[start of Input rows]
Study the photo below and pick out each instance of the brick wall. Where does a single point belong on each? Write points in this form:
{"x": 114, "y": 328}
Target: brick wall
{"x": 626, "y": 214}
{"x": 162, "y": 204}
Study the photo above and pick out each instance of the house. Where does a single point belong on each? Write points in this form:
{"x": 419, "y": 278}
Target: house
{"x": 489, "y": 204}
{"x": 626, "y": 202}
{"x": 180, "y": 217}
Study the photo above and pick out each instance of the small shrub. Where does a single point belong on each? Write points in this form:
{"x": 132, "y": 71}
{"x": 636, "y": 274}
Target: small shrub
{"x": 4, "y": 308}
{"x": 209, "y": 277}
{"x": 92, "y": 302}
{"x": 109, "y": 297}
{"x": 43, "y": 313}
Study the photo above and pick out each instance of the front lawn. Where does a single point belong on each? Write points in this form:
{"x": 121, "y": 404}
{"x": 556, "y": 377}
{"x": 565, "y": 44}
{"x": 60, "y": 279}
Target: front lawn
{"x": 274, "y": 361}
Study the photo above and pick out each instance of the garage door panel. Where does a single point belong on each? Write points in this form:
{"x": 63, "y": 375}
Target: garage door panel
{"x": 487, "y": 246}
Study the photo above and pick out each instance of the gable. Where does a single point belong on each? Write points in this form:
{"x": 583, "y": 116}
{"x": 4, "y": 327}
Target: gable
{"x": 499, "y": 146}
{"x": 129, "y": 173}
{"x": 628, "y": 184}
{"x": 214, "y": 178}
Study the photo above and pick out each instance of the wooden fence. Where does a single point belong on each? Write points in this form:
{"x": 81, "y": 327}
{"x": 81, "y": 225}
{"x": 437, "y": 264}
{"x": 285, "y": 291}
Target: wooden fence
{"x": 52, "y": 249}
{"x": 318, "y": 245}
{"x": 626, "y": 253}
[end of Input rows]
[start of Input rows]
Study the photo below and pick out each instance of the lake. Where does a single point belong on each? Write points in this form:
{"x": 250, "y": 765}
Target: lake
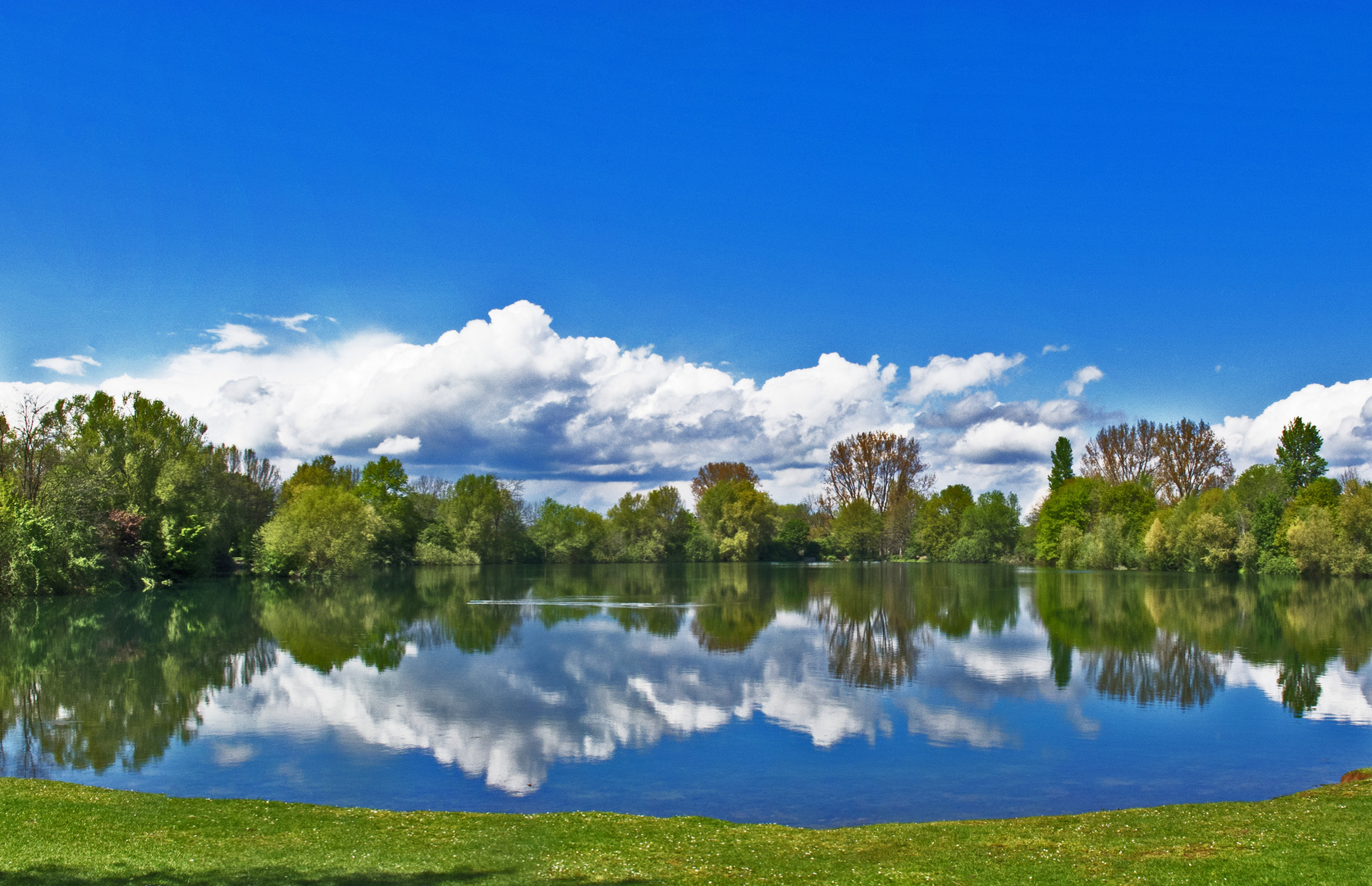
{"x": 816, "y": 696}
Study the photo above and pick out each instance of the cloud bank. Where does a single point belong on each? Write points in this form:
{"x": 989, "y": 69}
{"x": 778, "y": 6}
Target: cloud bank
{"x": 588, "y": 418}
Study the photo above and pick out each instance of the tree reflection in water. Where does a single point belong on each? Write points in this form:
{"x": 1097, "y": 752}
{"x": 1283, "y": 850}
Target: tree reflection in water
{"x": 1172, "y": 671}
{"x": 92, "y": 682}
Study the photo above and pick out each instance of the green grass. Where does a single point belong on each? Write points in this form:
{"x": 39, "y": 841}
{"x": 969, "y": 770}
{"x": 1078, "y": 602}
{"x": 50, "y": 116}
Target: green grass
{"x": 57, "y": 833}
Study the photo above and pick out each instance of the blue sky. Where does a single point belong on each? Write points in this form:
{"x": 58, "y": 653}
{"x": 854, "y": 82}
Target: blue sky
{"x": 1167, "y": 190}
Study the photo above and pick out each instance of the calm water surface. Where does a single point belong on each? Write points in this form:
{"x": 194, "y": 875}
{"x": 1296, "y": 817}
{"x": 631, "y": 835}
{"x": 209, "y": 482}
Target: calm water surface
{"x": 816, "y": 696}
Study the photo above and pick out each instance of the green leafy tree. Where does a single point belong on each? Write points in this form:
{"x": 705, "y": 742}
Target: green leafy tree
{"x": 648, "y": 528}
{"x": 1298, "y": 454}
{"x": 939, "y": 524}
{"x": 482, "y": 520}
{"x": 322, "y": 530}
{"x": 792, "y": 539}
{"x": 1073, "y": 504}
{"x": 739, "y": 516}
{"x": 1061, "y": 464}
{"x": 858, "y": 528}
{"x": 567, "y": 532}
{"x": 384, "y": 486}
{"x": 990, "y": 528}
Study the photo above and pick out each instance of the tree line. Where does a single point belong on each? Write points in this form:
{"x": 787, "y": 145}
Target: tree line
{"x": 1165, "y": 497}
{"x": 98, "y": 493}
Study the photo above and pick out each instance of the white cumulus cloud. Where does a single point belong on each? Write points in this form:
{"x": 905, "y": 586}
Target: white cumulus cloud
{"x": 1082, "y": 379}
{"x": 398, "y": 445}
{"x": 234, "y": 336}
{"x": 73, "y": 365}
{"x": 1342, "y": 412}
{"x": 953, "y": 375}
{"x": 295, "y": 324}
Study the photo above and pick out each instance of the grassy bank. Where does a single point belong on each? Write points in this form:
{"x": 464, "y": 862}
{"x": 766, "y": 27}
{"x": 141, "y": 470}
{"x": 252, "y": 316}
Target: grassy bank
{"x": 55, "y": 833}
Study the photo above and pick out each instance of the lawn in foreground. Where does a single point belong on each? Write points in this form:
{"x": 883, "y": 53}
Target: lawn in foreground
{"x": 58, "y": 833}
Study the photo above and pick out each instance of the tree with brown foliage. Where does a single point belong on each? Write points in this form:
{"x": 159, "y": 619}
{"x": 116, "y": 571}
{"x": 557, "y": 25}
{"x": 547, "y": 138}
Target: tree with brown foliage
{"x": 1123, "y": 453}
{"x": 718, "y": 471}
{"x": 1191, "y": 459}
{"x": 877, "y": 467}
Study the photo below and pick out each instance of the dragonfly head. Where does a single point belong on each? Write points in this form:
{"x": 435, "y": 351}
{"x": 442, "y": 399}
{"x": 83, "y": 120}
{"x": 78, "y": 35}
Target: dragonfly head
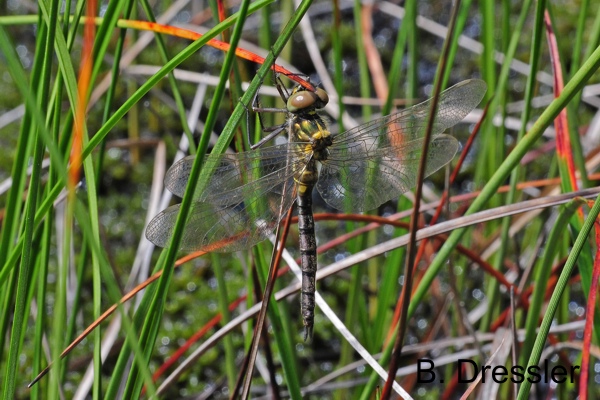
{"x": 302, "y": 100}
[end of Input rows]
[start of Input rows]
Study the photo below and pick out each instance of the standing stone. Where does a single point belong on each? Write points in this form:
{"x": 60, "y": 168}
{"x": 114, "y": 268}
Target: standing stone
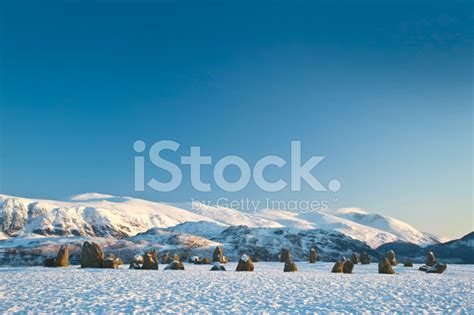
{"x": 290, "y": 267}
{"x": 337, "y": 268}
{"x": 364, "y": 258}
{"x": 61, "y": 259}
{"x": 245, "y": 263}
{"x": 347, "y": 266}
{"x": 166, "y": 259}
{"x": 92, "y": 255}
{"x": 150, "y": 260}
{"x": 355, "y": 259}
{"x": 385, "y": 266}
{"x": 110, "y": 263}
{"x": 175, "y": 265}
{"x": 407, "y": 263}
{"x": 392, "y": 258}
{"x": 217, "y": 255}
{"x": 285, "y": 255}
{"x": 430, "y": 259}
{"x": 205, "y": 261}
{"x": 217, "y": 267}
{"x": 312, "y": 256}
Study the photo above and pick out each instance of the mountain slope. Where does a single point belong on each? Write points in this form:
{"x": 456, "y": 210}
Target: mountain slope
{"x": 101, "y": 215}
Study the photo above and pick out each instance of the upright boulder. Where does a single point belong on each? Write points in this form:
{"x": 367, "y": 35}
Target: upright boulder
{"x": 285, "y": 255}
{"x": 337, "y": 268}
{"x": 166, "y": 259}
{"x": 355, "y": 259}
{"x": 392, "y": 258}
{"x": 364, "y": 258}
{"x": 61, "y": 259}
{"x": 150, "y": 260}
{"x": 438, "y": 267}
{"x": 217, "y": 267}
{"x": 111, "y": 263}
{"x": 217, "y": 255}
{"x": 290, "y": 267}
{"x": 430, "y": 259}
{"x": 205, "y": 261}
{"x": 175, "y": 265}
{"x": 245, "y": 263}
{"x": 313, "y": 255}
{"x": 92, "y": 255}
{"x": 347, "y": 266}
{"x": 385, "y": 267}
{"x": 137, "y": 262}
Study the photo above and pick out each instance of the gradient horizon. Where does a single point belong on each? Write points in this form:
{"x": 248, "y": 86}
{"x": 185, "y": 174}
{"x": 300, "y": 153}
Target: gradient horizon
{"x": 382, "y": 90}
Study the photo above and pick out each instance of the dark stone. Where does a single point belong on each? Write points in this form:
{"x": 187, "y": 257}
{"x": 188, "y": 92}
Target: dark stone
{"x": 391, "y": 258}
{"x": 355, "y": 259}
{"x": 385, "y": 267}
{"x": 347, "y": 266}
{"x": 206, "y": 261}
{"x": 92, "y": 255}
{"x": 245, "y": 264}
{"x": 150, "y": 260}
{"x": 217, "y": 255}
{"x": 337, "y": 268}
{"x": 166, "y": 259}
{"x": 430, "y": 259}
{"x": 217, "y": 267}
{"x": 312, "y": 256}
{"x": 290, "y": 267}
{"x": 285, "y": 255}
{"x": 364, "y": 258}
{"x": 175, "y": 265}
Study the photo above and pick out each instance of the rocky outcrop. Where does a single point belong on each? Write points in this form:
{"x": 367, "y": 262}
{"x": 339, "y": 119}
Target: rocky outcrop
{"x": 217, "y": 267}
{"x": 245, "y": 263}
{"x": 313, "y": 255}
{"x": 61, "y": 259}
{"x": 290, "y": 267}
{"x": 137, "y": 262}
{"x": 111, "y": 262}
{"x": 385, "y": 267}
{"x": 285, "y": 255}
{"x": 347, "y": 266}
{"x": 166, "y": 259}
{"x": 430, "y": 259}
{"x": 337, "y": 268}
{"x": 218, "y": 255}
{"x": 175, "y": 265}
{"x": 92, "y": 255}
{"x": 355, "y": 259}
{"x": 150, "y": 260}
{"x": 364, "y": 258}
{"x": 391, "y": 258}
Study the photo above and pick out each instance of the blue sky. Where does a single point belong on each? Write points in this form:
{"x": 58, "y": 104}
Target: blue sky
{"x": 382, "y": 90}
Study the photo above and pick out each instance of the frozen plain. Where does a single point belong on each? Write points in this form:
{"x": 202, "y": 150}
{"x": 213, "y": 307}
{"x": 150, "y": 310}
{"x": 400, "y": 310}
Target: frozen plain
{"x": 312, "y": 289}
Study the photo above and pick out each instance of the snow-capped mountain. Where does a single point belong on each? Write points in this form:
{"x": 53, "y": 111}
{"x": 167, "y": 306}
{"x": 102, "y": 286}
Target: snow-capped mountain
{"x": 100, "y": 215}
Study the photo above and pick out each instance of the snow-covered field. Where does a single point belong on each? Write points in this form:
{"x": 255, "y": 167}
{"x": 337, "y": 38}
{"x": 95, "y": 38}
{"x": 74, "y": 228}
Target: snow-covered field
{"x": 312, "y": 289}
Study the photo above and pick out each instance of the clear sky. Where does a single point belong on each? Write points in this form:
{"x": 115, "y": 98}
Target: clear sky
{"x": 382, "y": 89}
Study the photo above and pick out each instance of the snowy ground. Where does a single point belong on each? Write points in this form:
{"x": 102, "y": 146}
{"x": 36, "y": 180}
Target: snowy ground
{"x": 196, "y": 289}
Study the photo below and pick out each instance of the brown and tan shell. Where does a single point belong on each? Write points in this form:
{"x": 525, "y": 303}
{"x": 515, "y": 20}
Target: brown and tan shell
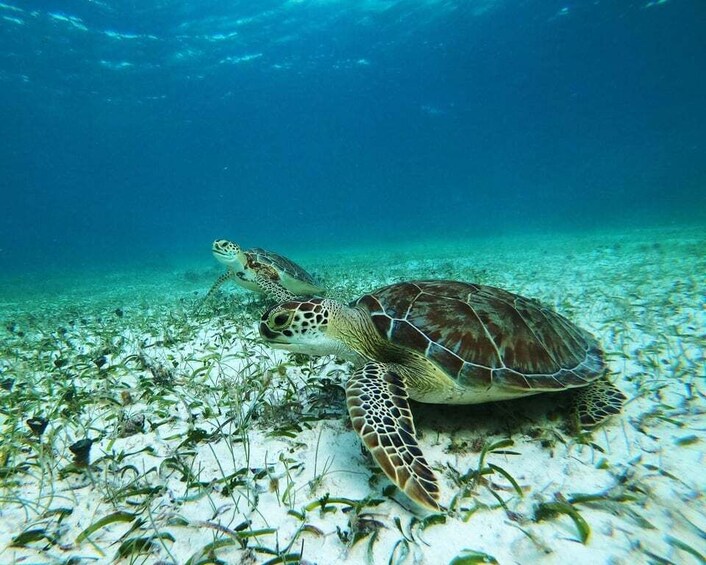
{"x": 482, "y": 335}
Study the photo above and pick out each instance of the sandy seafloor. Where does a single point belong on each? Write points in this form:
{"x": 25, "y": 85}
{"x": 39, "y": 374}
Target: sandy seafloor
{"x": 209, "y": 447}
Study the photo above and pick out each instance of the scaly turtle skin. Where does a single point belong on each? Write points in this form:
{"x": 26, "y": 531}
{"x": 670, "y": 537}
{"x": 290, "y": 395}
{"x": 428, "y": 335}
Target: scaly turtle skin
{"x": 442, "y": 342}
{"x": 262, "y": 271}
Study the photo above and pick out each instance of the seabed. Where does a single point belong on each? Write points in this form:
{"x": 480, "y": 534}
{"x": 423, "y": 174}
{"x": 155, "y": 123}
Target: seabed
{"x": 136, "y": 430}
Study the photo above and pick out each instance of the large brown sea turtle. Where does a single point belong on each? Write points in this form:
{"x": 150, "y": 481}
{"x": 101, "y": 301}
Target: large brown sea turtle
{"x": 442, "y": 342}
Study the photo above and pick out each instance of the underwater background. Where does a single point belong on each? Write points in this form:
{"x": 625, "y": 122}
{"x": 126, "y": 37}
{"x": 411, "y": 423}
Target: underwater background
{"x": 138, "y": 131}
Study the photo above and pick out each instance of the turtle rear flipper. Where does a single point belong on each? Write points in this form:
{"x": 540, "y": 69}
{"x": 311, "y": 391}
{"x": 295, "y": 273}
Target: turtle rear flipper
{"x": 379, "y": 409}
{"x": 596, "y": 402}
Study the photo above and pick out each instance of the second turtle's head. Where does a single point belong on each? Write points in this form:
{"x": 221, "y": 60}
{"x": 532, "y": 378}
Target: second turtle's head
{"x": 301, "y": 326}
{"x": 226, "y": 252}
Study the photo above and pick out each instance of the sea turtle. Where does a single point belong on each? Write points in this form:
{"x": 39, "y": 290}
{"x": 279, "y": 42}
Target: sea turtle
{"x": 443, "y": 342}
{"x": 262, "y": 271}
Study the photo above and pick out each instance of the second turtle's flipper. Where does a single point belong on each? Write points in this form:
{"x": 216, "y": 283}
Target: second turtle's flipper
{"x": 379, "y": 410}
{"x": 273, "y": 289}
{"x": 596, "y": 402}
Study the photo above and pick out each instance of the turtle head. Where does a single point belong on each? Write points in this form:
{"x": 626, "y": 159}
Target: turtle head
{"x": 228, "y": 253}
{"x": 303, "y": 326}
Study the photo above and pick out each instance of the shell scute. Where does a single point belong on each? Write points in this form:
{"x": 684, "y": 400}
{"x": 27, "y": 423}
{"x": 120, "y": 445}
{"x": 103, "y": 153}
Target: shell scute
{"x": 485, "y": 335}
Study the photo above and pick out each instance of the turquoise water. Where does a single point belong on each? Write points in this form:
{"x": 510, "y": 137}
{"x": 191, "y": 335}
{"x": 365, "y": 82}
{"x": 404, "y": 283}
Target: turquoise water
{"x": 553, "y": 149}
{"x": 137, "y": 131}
[end of Input rows]
*Given exercise*:
Count how many lines of the entries above contain the word "fence", with case counting, and reply with only that number.

*Response below*:
2